Gezeigter Text

>>>

Festspielhaus Recklinghausen |
Unser Festspieltag ist der 13.05.2012. Christian Brückner ist für seine Sprechleistungen bereits vielfach ausgezeichnet und gilt in Deutschland als 'The Voice'. Er liest am Vormittag aus 'Die Reise nach Petuschki' von Wenedikt Jerofejew. Musikalisch wird er von seinem Sohn, Kai Brückner, begleitet. Kai Brückner ist ein exzellenter Jazzgitarrist, der eine Ausbildung bei keinem Geringerem als John Abercrombie absolviert hat.
Vater und Sohn bieten einen hinreißenden Vortrag, der bereits alleine die Fahrt nach Recklinghausen rechtfertigt. Wir haben jedoch Tickets in der Tasche für einen Theaterabend im großen Festspielhaus. Den Nachmittag überbrücken wir zunächst mit einem Branchbuffet, das die Gastronomie des Festspielhauses anbietet. Das Preis-Leistungs-Verhältnis ist sehr überzeugend. Anschließend gehen wir am Stausee bei Haltern spazieren.
Zeichnung von Tilo Baumgärtel, Leipzig |
Fazit
Wer sich diese Inszenierung anschaut, sollte wissen, dass Sebastian Hartmann keine subtile Schaubühne inszeniert, die Zuschauer 'vergnügen' möchte. Sebastian Hartmann ringt um Wahrheit und will Botschaften vermitteln, obwohl uns als einzige Gewissheit unsere Unwissenheit bleibt und wir darum letztlich auch nicht wissen können, ob Wahrheit möglich ist. Um eine inhaltliche Auseinandersetzung bzw. den Kampf um Erkenntnis zu stimulieren, packt Sebastian Hartmann gerne die große Keule in Form von Provokationen aus und sucht bewusst Reibung mit Zuschauern, die er in das Spiel einzubeziehen versucht. Die Voraussetzungen versprechen einen spannenden Abend, der im Ergebnis sein Versprechen mit einer kraftvollen Inszenierung und eindrucksvollen Bildern einlösen sollte.
Über fast 5,5 Stunden (inkl. zweier Pausen) hält der Abend seinen Spannungsbogen auf hohem Niveau. Gute Regieeinfälle, äußerst engagierte Schauspieler, die bis zur Grenze der Erschöpfung agieren, ein großartiges Bühnenbild und interessante Life-Musik sind die Zutaten eines vielleicht nicht ganz großen, aber eines insgesamt sehr gelungen Theaterabends. Das ohnehin nicht ausverkaufte große Festspielhaus ist am Ende nur noch zu etwa 1/3 besetzt, was wir in Anbetracht der mutigen Inszenierung und der dargebotenen Leistungen als schade empfinden. Vermutlich waren viele Zuschauer letztlich doch überfordert oder mit ihre Erwartungshaltung einfach im falschen Film.

<<<

Deine Aufgaben
**1)** Benenne im Theaterbericht aus Recklinghausen „Festspieltag“ in „Ausflugstag“ um und gib dabei die Stelle von „Festspielhaus Recklinghausen |“ bis „Abercrombie absolviert hat.“ wieder.
**2)** Schreib den Theaterbericht aus Recklinghausen nach seinem letzten Satz weiter.

[Datensätze mit Koordinatenanmerkungen]
>>>

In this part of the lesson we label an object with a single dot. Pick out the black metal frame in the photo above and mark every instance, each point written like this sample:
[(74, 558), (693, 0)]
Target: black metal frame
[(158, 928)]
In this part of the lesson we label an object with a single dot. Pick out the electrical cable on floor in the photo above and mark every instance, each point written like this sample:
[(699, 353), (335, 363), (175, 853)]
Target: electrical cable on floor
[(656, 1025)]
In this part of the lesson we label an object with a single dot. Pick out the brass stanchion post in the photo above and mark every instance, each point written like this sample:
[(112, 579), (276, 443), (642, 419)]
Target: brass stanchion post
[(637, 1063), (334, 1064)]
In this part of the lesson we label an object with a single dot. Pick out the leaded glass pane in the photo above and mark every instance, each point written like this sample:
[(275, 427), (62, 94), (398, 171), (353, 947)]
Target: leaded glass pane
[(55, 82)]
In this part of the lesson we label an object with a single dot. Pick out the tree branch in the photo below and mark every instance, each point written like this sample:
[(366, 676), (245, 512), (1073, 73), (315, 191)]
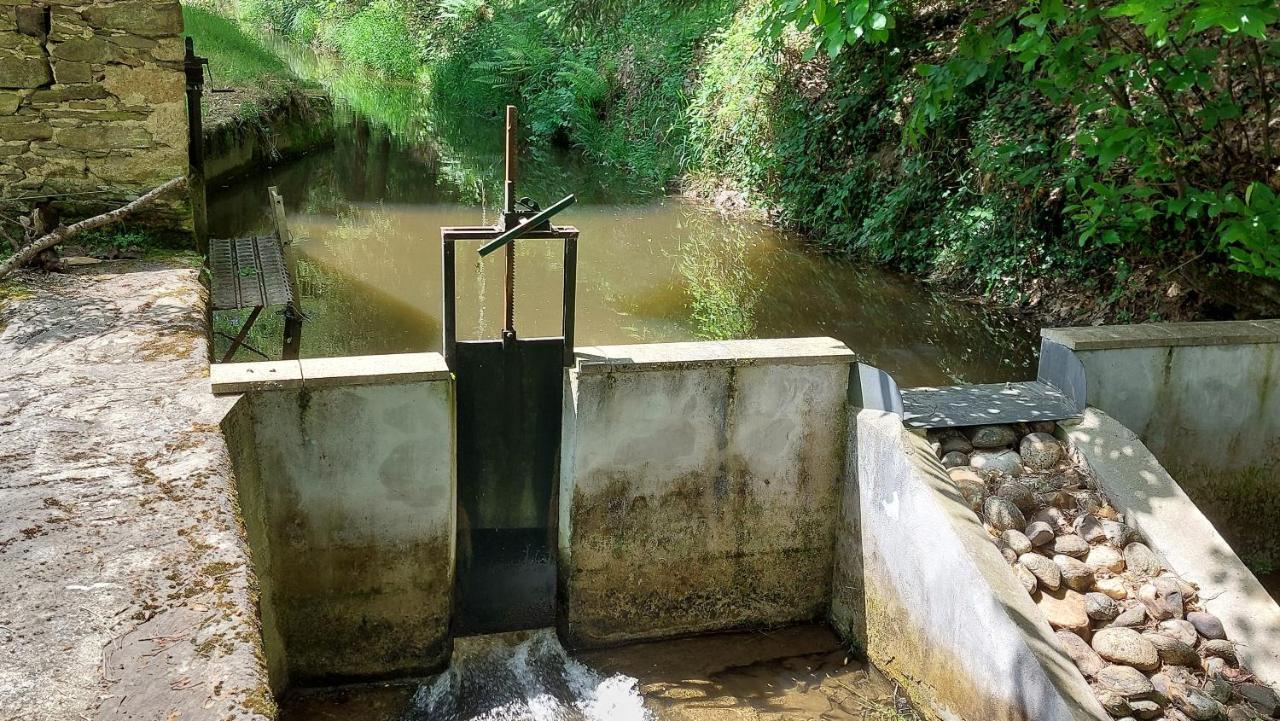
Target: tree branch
[(63, 233)]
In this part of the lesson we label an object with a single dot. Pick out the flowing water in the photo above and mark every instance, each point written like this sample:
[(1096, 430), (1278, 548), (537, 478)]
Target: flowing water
[(650, 269), (798, 674)]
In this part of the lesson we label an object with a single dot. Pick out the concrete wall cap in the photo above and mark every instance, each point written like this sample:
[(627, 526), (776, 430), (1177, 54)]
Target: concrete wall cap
[(327, 373), (712, 354), (1164, 334)]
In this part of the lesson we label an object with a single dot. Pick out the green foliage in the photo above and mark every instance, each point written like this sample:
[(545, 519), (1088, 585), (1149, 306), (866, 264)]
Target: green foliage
[(379, 37), (233, 56), (1169, 105)]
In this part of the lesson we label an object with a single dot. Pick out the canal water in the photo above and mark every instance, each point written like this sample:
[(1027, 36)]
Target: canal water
[(368, 211)]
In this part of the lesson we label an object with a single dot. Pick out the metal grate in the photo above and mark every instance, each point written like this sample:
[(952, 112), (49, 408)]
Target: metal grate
[(979, 405), (248, 273)]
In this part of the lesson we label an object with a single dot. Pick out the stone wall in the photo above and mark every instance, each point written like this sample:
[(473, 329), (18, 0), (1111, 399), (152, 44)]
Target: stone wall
[(699, 486), (91, 101)]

<<<

Die Antworten
**1)**
Festspielhaus Recklinghausen |
Unser Ausflugstag ist der 13.05.2012. Christian Brückner ist für seine Sprechleistungen bereits vielfach ausgezeichnet und gilt in Deutschland als 'The Voice'. Er liest am Vormittag aus 'Die Reise nach Petuschki' von Wenedikt Jerofejew. Musikalisch wird er von seinem Sohn, Kai Brückner, begleitet. Kai Brückner ist ein exzellenter Jazzgitarrist, der eine Ausbildung bei keinem Geringerem als John Abercrombie absolviert hat.

**2)**
Inspirationen(?)
Wer 1984 Robert Wilson's grandioses Bühnenwerk 'the CIVIL warS' erlebt hat, an deren deutscher Inszenierung Heiner Müller als Dramaturg mitwirkte, wird viele Parallelen entdecken. Vermutlich dürfte Sebastian Hartmann von 'the CIVIL warS' inspiriert sein. Ein Vergleich von 'Krieg und Frieden' mit 'the CIVIL warS' ist in Zeiten schrumpfender Kulturetats sicher nicht fair, weshalb dieser Vergleich auch unterbleiben soll. Der Hinweis auf 'the CIVIL warS' erscheint trotzdem als berechtigt, weil er Dramaturgie und Inszenierung von 'Krieg und Frieden' charakterisiert. Weitere Parallelen glauben wir auch zu 'Space Odyssee' zu erkennen, Stanley Kubrick's ultimativem, zeitlosem Science-Fiction-Film, dessen Wucht uns 1968 sprachlos machte. Robert Wilson und Stanley Kubrick genießen nicht ausschließlich Zustimmung, aber sie zählen zweifellos zu den ganz großen Regisseuren, deren Inspiration unvergängliche Werke hervorgebracht hat. Wer Inspiration von großen Vorbildern sucht, ist gut beraten. Robert Wilson scheute sich ebenfalls nicht, Sequenzen des legendären Films 'Koyaanisqatsi' für 'the CIVIL warS' zu übernehmen.
Inszenierung
Die Inszenierung in Recklinghausen gliedert 'Krieg und Frieden' in drei Teile, zwischen denen jeweils eine Pause liegt. Die Teile kennen keine durchgängigen Handlungsstränge, sondern sind als Collage einzelner Szenen zusammengefügt. Die Szenen verbindet Life-Musik einer herausragenden dreiköpfigen Gruppe. Ihre Musik ordnet sich keinem Genre unter und weckt Assoziationen an Mogwai, Radiohead, Philip Glass und David Byrne. Die Bühne besteht lediglich aus zwei großen Plattformen, von denen eine den Bühnenboden und die andere den Bühnehimmel bildet, dessen Technik zugleich Lichteffekte ermöglicht. Mittels Hydraulik lässt sich die Ausrichtung der Plattformen während der Spielzeit variieren, so dass trotz der minimalistischen Ausstattung immer wieder neue, interessante Bilder und Effekte entstehen. Meistens agieren die Schauspieler auf einer schiefen Ebene, die dem Bewegungsablauf Widerstand entgegensetzt. Kriegsaktionen sind häufig von Nebel- und Knalleffekten begleitet.
Den Bezug zu Tolstois Vorlage, deren epische Breite das Theater nicht wiederzugeben vermag, lassen Inhalte, Figuren und auch Textpassagen durchaus erkennen. Mit fortschreitender Spieldauer löst sich die Inszenierung immer mehr von Tolstois Vorlage und erinnert phasenweise an absurdes Theater.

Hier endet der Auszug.